*Work instruction*
Every line holding the string "bronze" is to be copied from the entries below.

*Exercise data*
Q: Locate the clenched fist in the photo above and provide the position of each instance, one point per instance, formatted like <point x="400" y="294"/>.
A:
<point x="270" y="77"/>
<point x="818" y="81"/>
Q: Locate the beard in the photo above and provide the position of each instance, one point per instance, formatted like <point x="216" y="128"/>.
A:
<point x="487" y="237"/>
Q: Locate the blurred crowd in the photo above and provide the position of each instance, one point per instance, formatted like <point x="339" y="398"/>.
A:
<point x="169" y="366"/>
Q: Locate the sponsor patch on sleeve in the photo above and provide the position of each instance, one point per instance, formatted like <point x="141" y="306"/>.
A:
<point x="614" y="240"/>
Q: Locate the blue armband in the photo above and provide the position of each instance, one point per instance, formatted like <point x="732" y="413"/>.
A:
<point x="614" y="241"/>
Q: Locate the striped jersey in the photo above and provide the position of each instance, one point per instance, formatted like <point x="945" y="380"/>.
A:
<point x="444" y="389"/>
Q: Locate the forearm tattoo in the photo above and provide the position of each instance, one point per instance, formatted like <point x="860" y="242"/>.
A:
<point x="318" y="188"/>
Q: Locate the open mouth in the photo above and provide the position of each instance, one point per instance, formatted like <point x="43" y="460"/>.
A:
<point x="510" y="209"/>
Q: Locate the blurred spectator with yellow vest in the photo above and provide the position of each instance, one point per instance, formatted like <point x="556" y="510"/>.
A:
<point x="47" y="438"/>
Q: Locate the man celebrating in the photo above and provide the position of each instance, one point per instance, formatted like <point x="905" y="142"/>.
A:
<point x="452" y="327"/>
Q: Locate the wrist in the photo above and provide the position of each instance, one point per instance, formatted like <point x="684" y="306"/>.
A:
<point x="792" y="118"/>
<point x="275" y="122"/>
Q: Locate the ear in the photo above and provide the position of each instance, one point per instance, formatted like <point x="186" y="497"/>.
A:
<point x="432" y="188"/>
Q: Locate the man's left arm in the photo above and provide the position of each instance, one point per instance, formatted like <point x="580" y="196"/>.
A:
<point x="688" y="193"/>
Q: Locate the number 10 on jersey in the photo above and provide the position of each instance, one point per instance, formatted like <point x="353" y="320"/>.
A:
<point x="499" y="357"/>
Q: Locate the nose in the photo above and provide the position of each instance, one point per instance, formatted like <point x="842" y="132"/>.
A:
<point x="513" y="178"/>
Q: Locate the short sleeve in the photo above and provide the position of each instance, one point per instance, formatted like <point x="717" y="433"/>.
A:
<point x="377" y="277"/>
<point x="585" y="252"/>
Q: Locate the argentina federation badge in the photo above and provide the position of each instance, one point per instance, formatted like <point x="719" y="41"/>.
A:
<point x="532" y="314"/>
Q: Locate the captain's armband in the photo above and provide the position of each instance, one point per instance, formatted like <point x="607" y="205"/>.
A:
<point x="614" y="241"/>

...

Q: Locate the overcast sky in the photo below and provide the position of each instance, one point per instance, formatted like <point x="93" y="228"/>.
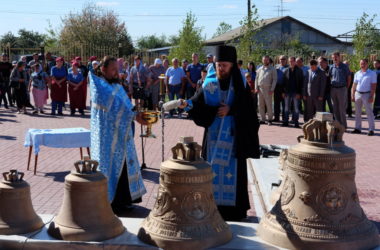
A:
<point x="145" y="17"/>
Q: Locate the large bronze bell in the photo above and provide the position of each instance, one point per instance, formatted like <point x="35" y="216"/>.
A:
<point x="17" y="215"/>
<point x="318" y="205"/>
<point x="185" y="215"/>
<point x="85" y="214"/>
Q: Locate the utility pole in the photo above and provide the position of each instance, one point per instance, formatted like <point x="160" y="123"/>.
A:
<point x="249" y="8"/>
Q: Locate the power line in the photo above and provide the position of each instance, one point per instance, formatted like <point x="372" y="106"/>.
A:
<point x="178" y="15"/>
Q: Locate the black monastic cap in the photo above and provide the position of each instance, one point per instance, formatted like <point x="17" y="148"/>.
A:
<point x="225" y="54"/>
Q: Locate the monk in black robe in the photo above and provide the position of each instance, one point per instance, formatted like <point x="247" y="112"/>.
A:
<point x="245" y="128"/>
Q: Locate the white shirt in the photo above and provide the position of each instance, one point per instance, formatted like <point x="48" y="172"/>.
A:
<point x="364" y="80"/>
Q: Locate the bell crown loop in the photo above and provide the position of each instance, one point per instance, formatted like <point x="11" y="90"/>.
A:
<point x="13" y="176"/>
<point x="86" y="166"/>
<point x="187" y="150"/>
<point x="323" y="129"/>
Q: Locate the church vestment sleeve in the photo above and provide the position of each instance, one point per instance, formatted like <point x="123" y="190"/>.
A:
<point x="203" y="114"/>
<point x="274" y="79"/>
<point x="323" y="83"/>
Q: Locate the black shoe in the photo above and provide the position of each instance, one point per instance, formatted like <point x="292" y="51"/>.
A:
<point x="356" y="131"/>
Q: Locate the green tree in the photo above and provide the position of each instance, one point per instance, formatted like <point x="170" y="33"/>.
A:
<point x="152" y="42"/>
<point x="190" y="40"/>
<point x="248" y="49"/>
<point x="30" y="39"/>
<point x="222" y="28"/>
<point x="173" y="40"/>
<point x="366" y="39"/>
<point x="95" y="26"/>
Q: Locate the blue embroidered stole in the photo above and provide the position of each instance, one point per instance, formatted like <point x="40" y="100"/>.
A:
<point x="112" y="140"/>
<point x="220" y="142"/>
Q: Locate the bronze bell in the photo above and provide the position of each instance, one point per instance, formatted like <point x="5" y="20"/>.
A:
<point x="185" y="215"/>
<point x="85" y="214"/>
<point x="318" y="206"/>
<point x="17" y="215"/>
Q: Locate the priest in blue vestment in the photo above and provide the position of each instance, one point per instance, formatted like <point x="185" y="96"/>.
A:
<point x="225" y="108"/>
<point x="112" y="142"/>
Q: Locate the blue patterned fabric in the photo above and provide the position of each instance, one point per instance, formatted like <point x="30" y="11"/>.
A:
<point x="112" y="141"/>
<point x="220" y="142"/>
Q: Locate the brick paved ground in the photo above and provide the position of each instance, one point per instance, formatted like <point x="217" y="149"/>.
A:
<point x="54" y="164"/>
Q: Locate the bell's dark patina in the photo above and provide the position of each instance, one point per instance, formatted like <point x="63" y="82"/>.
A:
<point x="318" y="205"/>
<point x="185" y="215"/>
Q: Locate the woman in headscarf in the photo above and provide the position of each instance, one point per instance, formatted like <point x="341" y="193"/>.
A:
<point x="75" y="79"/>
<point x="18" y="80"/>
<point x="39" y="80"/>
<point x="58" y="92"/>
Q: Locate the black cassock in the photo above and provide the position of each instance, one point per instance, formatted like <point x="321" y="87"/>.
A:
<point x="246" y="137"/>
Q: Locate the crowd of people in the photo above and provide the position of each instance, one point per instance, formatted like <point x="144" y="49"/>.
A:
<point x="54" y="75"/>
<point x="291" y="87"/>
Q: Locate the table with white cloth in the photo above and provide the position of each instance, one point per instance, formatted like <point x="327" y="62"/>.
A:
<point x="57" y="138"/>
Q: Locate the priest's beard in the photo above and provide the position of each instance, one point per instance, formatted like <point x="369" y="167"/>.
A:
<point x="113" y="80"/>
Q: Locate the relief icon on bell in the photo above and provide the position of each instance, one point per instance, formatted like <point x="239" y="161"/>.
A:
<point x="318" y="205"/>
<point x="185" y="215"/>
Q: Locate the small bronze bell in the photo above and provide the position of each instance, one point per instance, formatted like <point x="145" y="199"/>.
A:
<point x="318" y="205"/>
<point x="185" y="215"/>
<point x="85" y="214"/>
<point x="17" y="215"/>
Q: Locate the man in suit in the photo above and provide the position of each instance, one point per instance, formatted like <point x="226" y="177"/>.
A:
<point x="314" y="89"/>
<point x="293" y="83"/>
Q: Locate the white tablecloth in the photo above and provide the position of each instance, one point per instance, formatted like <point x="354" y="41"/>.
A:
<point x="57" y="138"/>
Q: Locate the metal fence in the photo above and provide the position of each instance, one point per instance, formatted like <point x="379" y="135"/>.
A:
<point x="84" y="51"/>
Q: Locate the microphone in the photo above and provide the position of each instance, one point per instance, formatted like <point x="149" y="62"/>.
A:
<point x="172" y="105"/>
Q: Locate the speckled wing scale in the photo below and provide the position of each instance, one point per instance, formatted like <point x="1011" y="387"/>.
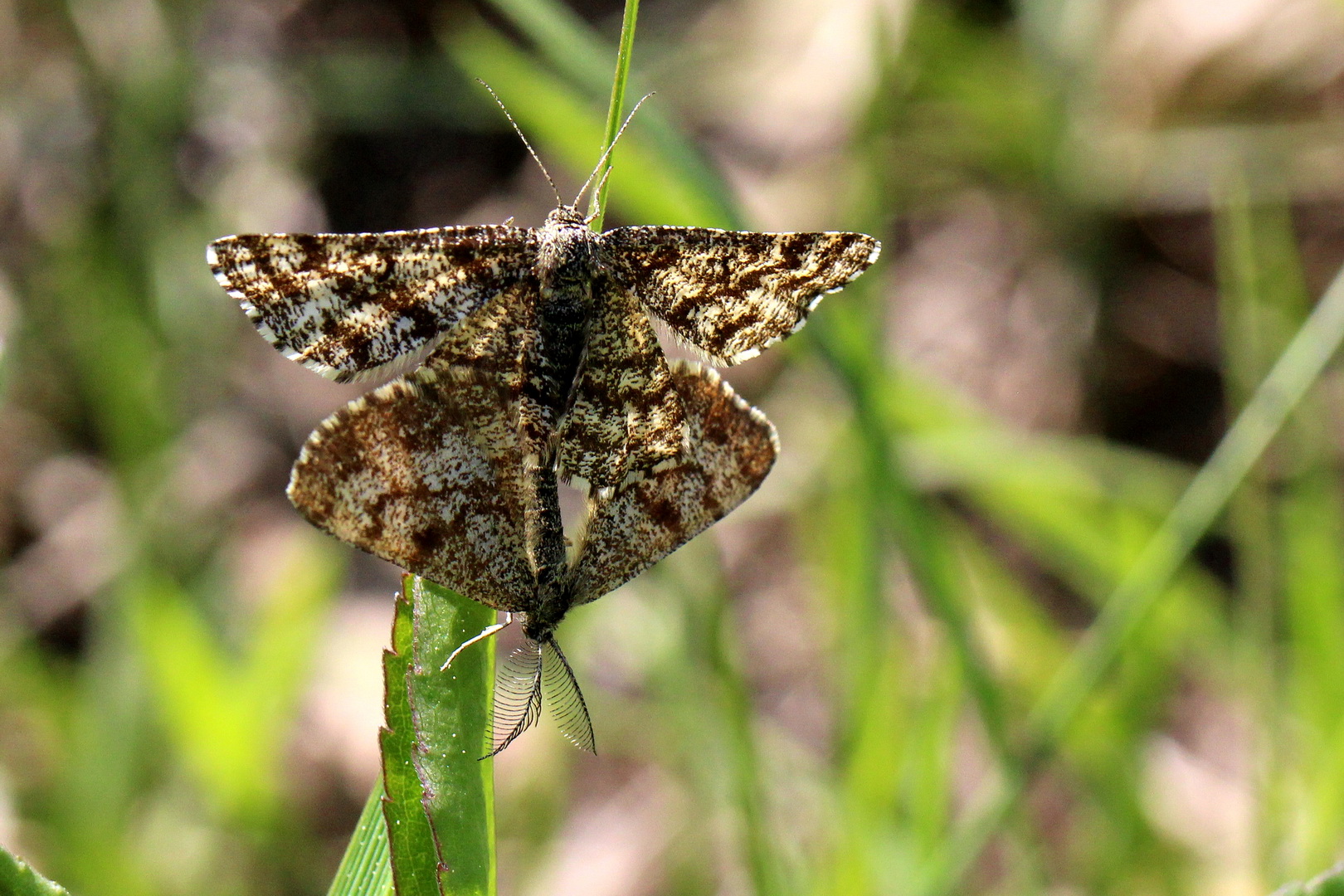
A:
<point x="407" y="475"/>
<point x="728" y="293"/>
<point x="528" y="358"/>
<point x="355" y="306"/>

*Output for this task*
Q: Locate the large bronze bell in the photo above and provide the position of each instance, one point per instance, formatted like <point x="35" y="216"/>.
Q: Locate the bronze bell in the photo above and provide the position of each instance, one point per instance, formatted like <point x="5" y="20"/>.
Q: Locate the small bronze bell in the photo above and provide the position of each instance, one point per instance, formatted like <point x="145" y="199"/>.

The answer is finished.